>>>
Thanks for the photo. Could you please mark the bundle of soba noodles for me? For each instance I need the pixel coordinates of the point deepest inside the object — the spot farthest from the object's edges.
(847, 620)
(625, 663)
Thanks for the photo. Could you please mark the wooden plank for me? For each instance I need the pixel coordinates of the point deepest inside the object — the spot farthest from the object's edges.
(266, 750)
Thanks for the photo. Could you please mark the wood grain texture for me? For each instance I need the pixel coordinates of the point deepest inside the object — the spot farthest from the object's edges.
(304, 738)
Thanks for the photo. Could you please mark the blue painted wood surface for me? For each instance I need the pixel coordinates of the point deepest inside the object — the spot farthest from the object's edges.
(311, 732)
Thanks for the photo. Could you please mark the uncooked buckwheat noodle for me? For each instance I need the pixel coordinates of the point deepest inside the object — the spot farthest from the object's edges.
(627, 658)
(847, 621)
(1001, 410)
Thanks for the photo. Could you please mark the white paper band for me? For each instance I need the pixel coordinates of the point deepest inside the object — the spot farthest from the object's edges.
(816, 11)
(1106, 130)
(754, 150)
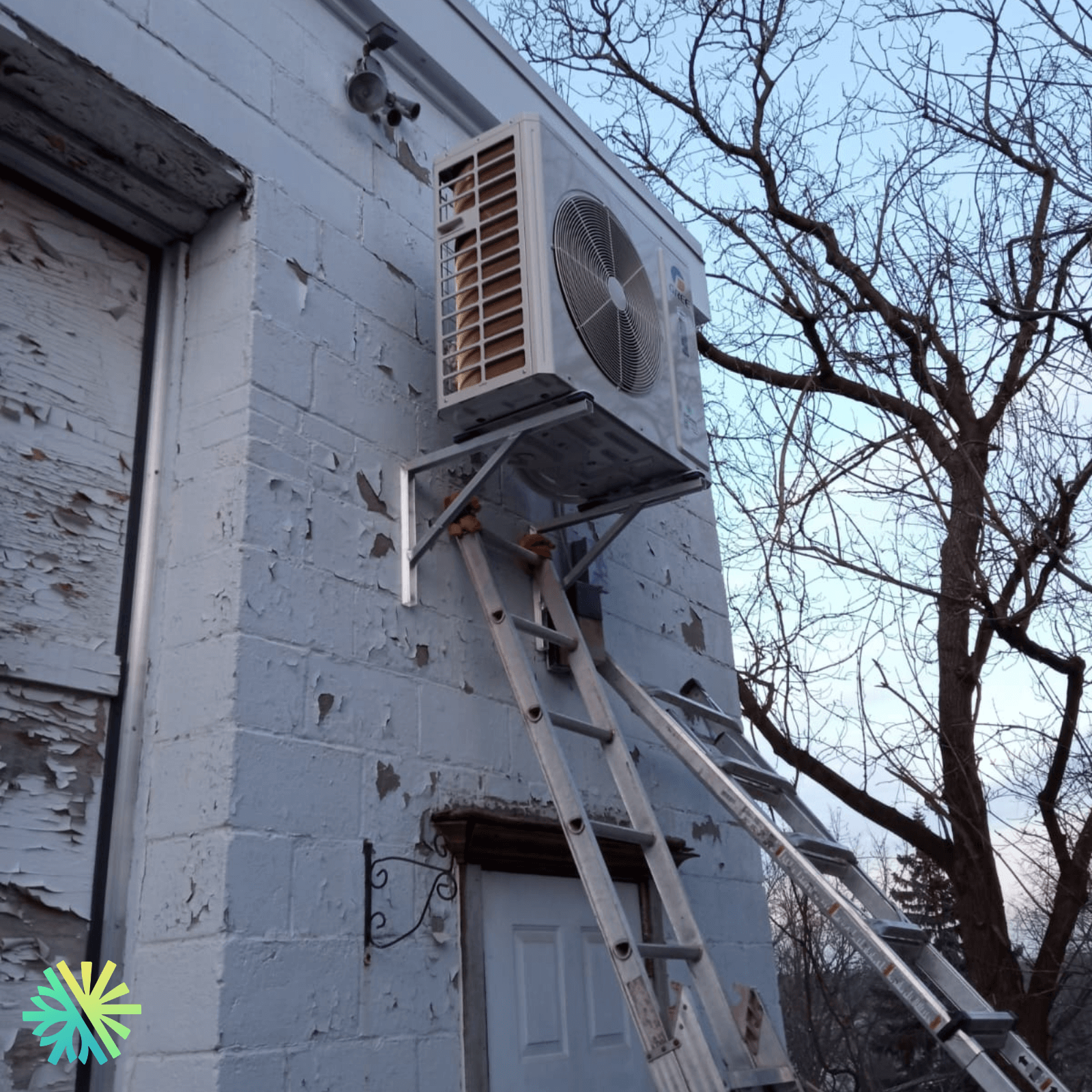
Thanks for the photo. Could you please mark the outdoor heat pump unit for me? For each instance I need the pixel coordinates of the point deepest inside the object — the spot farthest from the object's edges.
(554, 280)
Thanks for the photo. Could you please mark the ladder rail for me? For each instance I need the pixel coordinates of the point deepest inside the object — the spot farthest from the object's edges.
(902, 979)
(618, 938)
(658, 857)
(680, 1059)
(928, 962)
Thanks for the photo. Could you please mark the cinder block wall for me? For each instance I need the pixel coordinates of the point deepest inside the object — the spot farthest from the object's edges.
(295, 707)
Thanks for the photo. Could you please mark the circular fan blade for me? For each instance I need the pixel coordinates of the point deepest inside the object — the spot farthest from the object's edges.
(607, 294)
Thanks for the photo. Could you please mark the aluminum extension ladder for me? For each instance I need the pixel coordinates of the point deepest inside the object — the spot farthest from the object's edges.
(746, 1053)
(928, 984)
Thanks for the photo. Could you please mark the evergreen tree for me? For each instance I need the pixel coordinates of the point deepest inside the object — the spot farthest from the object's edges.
(924, 891)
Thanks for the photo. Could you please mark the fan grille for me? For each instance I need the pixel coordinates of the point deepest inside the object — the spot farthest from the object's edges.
(609, 294)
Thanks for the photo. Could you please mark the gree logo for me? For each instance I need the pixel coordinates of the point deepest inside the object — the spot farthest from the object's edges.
(58, 1006)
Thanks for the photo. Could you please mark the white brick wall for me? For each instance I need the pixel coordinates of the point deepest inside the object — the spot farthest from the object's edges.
(284, 671)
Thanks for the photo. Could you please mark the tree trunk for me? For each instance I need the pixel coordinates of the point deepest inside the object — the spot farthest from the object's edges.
(980, 906)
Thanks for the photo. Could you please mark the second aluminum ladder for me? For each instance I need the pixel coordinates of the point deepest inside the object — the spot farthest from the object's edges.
(928, 984)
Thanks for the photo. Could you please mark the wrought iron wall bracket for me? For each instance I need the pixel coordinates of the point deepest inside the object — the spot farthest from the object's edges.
(445, 887)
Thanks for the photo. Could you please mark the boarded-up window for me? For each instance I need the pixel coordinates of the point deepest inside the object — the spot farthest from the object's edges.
(72, 311)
<<<
:: Work instructions ::
Format all of the material above as a JSON list of strings, with one string for each line, no blank lines, and the pictures left out.

:: Answer to the task ::
[
  "Thanks for the photo. Could you please mark the bundle of soba noodles for me? For each instance I need the pixel coordinates of the point deepest inside the object — the spot farthest from the object's edges.",
  "(847, 620)",
  "(625, 663)",
  "Thanks for the photo. Could you please mark the wooden plank for me? For each instance I need the pixel coordinates of the point deepest inside the object — the spot farthest from the object's edges.",
  "(266, 750)",
  "Thanks for the photo. Could you please mark the wood grain texture for me? For each instance I need the pixel coordinates of the point deepest inside the object — the spot farthest from the object's edges.",
  "(304, 738)",
  "Thanks for the photo. Could you please mark the blue painted wood surface for me? For each instance I need the pixel coordinates of the point deepest inside the object — the spot farthest from the object's edges.",
  "(311, 732)",
  "Thanks for the photo. Could you please mark the uncooked buckwheat noodle for me? For each instance I need the pixel coordinates of the point deepest inside the object — the spot farthest from the object's edges.",
  "(627, 658)",
  "(847, 621)",
  "(1001, 410)",
  "Thanks for the photo. Could you please mark the white paper band for me? For each instance I need the pixel coordinates of the point deepest inside the object — the spot farthest from the object's edges.",
  "(816, 11)",
  "(1106, 130)",
  "(754, 150)",
  "Thanks for the photo. Could you please mark the outdoor heat pump unit for me? For each instance I need the pixel coordinates of the point deepest inside the object — the spot farthest from the object's edges.",
  "(554, 280)",
  "Thanks for the photo. Could you please mark the ladder rail for me? For each instance I need the pixel coordinates of the point deepest inside the object — the spot farthest from the object's edges.",
  "(902, 979)",
  "(618, 938)",
  "(658, 857)",
  "(680, 1059)",
  "(928, 962)",
  "Thanks for the photo. Could you please mark the cinder block wall for me? For each instance I need the pixel coordinates of the point deepest inside the object — the spot farthest from the object's edges.",
  "(295, 707)",
  "Thanks for the photo. Could you please mark the circular fan blade for me? For each instance I need the pixel coordinates of the point deepest inside the object — the spot farthest from the object's edges.",
  "(607, 294)",
  "Thanks for the photo. Could you please mark the aluminum extension ladder for me? For each instance I need the pixel coordinates of the point deepest inside the object — the spot farthest from the object's edges.",
  "(746, 1053)",
  "(928, 984)",
  "Thanks for the photo. Could you please mark the evergreen tree for me? For each instance I need the pixel coordinates of the point deepest inside the object — the spot farthest from the object's edges.",
  "(924, 891)",
  "Thanks for the photo. Could you please mark the fan grille for me? For each instance I need the pixel coordinates of the point deepest inside the object — the spot farthest from the object's edges.",
  "(609, 294)",
  "Thanks for the photo. Could you please mark the gree logo for me? For each instance I need the pixel coordinates of the point deepest inside the object — the spot farthest from the object's edges.",
  "(58, 1006)",
  "Thanks for the photo. Could you please mark the white brick wall for me? For each instance I need the pixel coordinates of the point deepest inside the object — the spot farthest from the object's edges.",
  "(284, 671)",
  "Thanks for the photo. Could you please mark the tree trunk for me? For each instance I need the pixel coordinates of the point deepest inside the object — the spot farthest from the object's edges.",
  "(980, 906)",
  "Thanks for the photo. Could you please mark the second aluminum ladder for me? For each instance I need the pixel coordinates of the point deepest inside the object — the spot farthest from the object's edges.",
  "(928, 984)",
  "Thanks for the photo. Could you please mark the wrought iron wall bracket for me? For each instance I need the pixel coordinates of the point deepest inside the object — the spot farthest from the object's edges.",
  "(445, 887)",
  "Thanks for the photo. Could you please mark the boarded-up window for me? For each instance I need the pixel coordinates of the point deepest inside the object — the spot farthest from the object's edges.",
  "(72, 311)"
]